EXERCISE DETAILS. Leaving nothing out, print each line of the material exactly.

RECORDS PROVIDED.
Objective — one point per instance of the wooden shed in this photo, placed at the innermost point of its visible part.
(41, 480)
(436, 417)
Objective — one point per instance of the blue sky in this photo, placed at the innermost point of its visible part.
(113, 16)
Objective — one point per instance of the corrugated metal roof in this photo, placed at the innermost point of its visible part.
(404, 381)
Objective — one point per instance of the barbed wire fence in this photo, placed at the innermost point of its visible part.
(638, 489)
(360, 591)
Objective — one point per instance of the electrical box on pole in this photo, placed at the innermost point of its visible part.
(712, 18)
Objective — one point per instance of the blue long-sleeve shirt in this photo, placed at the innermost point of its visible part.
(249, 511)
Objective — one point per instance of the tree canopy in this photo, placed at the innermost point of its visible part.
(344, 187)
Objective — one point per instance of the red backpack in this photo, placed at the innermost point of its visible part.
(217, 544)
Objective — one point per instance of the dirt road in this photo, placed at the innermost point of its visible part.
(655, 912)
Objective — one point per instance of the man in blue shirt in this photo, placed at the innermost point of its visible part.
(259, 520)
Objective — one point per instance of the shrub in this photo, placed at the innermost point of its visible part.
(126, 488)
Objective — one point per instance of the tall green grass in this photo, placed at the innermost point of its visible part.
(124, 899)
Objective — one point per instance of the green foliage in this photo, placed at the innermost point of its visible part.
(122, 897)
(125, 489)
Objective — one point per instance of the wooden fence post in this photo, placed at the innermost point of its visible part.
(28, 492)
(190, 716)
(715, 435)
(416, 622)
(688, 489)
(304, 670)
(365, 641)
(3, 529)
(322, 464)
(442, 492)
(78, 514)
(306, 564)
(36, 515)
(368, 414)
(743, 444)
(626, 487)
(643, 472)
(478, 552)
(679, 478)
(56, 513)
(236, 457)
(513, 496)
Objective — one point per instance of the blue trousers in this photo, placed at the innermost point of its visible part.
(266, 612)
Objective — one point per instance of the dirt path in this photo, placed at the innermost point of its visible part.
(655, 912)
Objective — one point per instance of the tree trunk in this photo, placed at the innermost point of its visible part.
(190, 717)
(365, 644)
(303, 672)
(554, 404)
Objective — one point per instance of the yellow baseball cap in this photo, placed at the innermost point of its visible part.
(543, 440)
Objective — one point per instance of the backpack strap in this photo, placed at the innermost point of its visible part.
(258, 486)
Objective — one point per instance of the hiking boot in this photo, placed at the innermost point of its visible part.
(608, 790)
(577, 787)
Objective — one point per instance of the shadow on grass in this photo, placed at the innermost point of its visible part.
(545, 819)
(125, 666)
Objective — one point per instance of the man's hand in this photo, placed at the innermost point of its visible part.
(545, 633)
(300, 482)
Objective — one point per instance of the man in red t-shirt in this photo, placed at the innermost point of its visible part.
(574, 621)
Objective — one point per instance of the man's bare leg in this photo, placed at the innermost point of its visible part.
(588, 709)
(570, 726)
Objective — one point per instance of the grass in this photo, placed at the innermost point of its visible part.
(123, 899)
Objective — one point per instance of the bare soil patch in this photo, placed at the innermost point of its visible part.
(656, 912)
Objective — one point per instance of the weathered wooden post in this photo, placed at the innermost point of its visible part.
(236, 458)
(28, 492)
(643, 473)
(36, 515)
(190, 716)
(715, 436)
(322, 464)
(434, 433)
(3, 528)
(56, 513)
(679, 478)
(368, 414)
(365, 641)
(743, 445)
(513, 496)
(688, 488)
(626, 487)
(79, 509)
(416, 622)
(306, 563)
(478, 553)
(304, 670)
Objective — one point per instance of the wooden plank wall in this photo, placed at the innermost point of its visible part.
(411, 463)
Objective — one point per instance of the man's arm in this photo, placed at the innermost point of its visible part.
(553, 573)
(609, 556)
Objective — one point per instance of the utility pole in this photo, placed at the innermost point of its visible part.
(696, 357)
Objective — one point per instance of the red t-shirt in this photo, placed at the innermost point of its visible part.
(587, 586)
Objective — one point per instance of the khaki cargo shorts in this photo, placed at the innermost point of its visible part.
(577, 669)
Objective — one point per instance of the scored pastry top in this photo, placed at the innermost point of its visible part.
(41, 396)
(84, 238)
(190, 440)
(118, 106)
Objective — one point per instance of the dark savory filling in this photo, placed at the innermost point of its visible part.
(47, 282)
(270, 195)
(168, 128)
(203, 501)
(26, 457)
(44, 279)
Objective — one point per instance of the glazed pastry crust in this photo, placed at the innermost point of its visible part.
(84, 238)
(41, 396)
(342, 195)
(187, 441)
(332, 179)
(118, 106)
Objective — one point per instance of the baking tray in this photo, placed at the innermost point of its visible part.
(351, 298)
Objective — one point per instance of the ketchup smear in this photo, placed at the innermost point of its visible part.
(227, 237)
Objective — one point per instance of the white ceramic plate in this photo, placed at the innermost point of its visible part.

WRITTEN REPLY.
Objective — one point per instance of the wooden shed in this photo, placed at the innermost point of its visible part.
(41, 480)
(436, 417)
Objective — one point per instance of the blue sky in this photo, placed at the innermost point of its visible part.
(113, 16)
Objective — one point per instance of the corrugated metal roof in this photo, placed at the innermost point of its visible part.
(404, 381)
Objective — one point per instance of the barbed wire fence in this photo, placed at the innermost point of its visible part.
(638, 489)
(360, 591)
Objective — one point per instance of the electrical box on pole in this photo, placed at the innermost point of its visible part.
(712, 18)
Objective — one point per instance of the blue long-sleeve shirt in this photo, placed at the innermost point of its visible part.
(249, 511)
Objective — one point per instance of the tree canopy in this photo, placed at the innermost point of its visible part.
(344, 187)
Objective — one point per instance of the red backpack in this photo, placed at the innermost point of its visible part.
(217, 544)
Objective — one point per instance of the dirt road in this photo, placed at the innermost point of its visible part.
(655, 912)
Objective — one point per instance of the man in blue shirt in this photo, placed at the innermost point of its visible part.
(259, 520)
Objective — one point per instance of the shrub in this photo, placed at the innermost point of its visible part.
(126, 488)
Objective — one point per instance of the tall green grass in this photo, placed at the innermost point of its visible part.
(124, 899)
Objective — one point per instance of the green foliage in this photo, placed at the innermost point of its visible part.
(122, 897)
(125, 489)
Objective — one point per instance of the wooden fence post in this photo, placed at the innermost point of its visible part.
(28, 492)
(190, 716)
(715, 435)
(416, 622)
(688, 489)
(304, 670)
(365, 641)
(3, 529)
(322, 464)
(442, 492)
(78, 514)
(306, 564)
(36, 515)
(368, 414)
(743, 444)
(626, 487)
(643, 472)
(478, 552)
(679, 478)
(56, 513)
(236, 457)
(513, 496)
Objective — one point per instance of the blue trousers in this photo, placed at the innermost point of its visible part.
(266, 612)
Objective — one point per instance of the dirt path in this photo, placed at the innermost point of its visible part.
(655, 912)
Objective — one point per instance of the tree trunk in this photo, placed at the innermost point of its visible part.
(190, 717)
(365, 644)
(303, 672)
(554, 404)
Objective — one point per instance of the yellow baseball cap in this photo, placed at the innermost point of its visible part.
(543, 440)
Objective — one point per instance of the backpack strap in this photo, placed at the innermost point of its visible part.
(258, 486)
Objective — one point per instance of the hiking boot in this photo, placed at the innermost point of its visible part.
(608, 790)
(577, 787)
Objective — one point per instance of the shadow on grass in this photo, placed at the innermost point of its visible part.
(545, 819)
(125, 666)
Objective — one point per instance of the man's hand in this photo, placed at the innermost point of its visible part.
(545, 633)
(300, 482)
Objective — one point per instance of the man in red t-shirt in this photo, placed at the innermost point of its visible part.
(574, 621)
Objective — one point per instance of the man's bare leg in this photo, placed at the innermost point of its visible part.
(588, 709)
(570, 726)
Objective — one point per instance of the grass in this photo, placed at the innermost point of its visible part.
(123, 899)
Objective — one point per instance of the bare soil patch in this photo, placed at the innermost point of its visible part.
(656, 912)
Objective — one point per instance of the weathered wooden post in this photo, placed at the innermost point of its visible part.
(236, 458)
(28, 492)
(643, 473)
(36, 515)
(190, 716)
(715, 436)
(322, 464)
(434, 433)
(3, 528)
(56, 513)
(679, 478)
(368, 414)
(365, 641)
(743, 445)
(513, 496)
(688, 488)
(626, 487)
(79, 509)
(416, 622)
(306, 563)
(478, 553)
(304, 670)
Objective — one point per instance of the wooden plank wall in this photo, placed at the innermost point of its visible part.
(411, 463)
Objective — one point per instance of the man's arm in this photo, placed at the innermost point of its visible part.
(553, 573)
(609, 556)
Objective — one point per instance of the utility pole in this photo, placed at the innermost point of its visible part.
(696, 357)
Objective — one point per instance of the red t-shirt in this photo, placed at the innermost point of its visible part.
(587, 586)
Objective — one point per instance of the khaki cargo shorts in this photo, placed at the innermost point of its visible part.
(577, 669)
Objective — one point per instance of the scored pastry top in this photo, placed at the innermost point of its visible part.
(41, 396)
(84, 238)
(190, 440)
(118, 106)
Objective — one point per instance of the dark savory filling in this photo, placed at the innermost point of its visible part.
(47, 282)
(270, 195)
(168, 128)
(203, 501)
(26, 457)
(44, 279)
Objective — one point per instance of the glazed pastry crust in this photo, placed at the innermost point of its visible part.
(84, 238)
(41, 396)
(342, 195)
(187, 441)
(332, 179)
(118, 106)
Objective — one point per instance of the baking tray in this photo, placed at the innermost point of its visible part.
(351, 298)
Objective — one point per instance of the ketchup smear in this photo, placed at the innermost point of its visible part.
(227, 237)
Objective — one point per instance of the white ceramic plate in this photo, placed at the innermost point of its visible part.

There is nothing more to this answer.